REQUIRED WORK: Write out the whole listing again, exactly.

------ ROWS ------

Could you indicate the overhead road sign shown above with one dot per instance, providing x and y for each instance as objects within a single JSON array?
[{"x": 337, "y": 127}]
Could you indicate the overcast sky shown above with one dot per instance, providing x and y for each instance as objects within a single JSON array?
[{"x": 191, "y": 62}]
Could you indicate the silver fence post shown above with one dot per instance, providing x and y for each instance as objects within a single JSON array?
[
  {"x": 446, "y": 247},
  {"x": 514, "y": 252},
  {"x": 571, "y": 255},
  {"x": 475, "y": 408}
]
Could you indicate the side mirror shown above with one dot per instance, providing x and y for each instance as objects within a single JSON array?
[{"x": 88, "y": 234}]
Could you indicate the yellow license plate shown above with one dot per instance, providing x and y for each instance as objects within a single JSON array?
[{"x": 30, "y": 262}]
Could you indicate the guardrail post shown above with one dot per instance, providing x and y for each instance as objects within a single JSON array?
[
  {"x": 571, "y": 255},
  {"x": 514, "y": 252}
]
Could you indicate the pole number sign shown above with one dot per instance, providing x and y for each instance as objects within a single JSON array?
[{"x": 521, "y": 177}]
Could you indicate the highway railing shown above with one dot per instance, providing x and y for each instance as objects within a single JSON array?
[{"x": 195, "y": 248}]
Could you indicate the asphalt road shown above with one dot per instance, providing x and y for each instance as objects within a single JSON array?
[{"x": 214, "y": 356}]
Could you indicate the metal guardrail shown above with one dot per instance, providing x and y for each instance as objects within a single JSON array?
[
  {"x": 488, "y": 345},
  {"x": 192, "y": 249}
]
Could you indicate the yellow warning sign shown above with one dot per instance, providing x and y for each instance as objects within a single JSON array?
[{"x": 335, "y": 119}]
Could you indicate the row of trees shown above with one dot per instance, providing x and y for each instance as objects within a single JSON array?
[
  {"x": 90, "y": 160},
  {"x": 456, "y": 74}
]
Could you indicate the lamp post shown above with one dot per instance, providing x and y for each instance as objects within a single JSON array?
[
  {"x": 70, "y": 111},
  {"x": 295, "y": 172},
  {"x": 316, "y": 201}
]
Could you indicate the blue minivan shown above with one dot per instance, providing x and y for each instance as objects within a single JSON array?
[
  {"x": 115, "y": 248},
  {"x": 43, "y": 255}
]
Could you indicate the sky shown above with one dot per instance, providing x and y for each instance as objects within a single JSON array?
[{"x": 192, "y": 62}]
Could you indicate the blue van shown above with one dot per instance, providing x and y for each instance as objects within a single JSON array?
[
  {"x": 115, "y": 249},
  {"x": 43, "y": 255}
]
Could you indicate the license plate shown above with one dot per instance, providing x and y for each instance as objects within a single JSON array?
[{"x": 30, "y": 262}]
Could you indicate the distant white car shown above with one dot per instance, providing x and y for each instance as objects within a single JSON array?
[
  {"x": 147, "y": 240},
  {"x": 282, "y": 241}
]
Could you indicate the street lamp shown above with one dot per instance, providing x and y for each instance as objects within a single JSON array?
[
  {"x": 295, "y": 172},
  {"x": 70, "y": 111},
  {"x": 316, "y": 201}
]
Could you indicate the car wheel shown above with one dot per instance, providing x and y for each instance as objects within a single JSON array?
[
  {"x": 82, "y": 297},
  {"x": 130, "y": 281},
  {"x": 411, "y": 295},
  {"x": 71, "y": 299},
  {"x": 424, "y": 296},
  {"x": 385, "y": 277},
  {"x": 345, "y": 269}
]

------

ANSWER TO THE PROBLEM:
Could you indicate the overhead road sign shown above with one dot per instance, providing x and y for each instance as objects within a single JSON array?
[{"x": 337, "y": 127}]
Could you indicate the overcast sky shown above with one dot per instance, providing x and y for each instance as objects within a single JSON array?
[{"x": 191, "y": 62}]
Could you indicate the silver fence post shown above with one dot per instance, providing x and y for each instance as objects within a single JSON array?
[
  {"x": 446, "y": 247},
  {"x": 514, "y": 252},
  {"x": 571, "y": 255},
  {"x": 475, "y": 408}
]
Could you indicate the side mirror shown above with one dot per instance, providing x and y for each instance as objects within a single JSON array?
[{"x": 88, "y": 234}]
Could you indicate the yellow license plate shown above with one dot per instance, providing x and y for each instance as objects within a single JSON array?
[{"x": 30, "y": 262}]
Could you indicate the guardrail post shown above with one dot per instance, providing x and y for each instance as objects within a single JSON array?
[
  {"x": 571, "y": 255},
  {"x": 514, "y": 252}
]
Could you indicate the pole number sign shown above with one dot per instance, providing x and y for each instance as objects within a single JSON array?
[{"x": 521, "y": 177}]
Could you indicate the highway railing shown above with one dot per instance, providing x and y for each instance as objects within a single JSON array?
[{"x": 195, "y": 248}]
Could you indicate the asphalt road shown above with one dot per instance, providing x and y for each instance as objects within a single JSON array?
[{"x": 214, "y": 356}]
Could you indicate the metal guardrail shown above with one dot per instance, providing x and y for each instance as objects within a single JSON array?
[
  {"x": 488, "y": 345},
  {"x": 192, "y": 249}
]
Could you indicate the yellow warning sign shown above with one dot per instance, providing x and y for each instance as objects within a single JSON array?
[{"x": 335, "y": 119}]
Could you indicate the row of trees shown above with one dot per instance, providing x and y for each instance as objects within a single JSON array?
[
  {"x": 90, "y": 160},
  {"x": 456, "y": 74}
]
Could you indicate the lamp post shown above with one dot per instance, providing x and y for each instance as objects within a single JSON array?
[
  {"x": 70, "y": 111},
  {"x": 295, "y": 172},
  {"x": 316, "y": 201}
]
Could you indicate the blue minivan shown above with one dot per instance, providing x and y for each instance as objects within a single JSON array?
[
  {"x": 115, "y": 248},
  {"x": 43, "y": 255}
]
Could you indicate the sky shown above with one dot per instance, providing x and y for each instance as objects within a single JSON array?
[{"x": 192, "y": 62}]
Could you indicate the blue van shown above with one dot per instance, providing x and y for each instance as objects within a single JSON array?
[
  {"x": 115, "y": 249},
  {"x": 43, "y": 255}
]
Could you indicate the license plate shown above with one dot per instance, providing x and y for each instance as objects within a single JSON array?
[{"x": 30, "y": 262}]
Could you indicate the distant white car shown above with one dot per instance, providing x and y for each instance as objects within a single JSON array?
[
  {"x": 147, "y": 240},
  {"x": 282, "y": 241}
]
Could you indicate the street lamp shown above with one dot per instance, providing x and y for each instance as objects within a single JSON array?
[
  {"x": 295, "y": 172},
  {"x": 70, "y": 111},
  {"x": 316, "y": 201}
]
Could you indicate the car wheel shown above with one dot per instance, providing x and y for each instance as objects within a single JSON array?
[
  {"x": 82, "y": 297},
  {"x": 130, "y": 281},
  {"x": 411, "y": 295},
  {"x": 71, "y": 299},
  {"x": 424, "y": 296},
  {"x": 385, "y": 277},
  {"x": 345, "y": 269}
]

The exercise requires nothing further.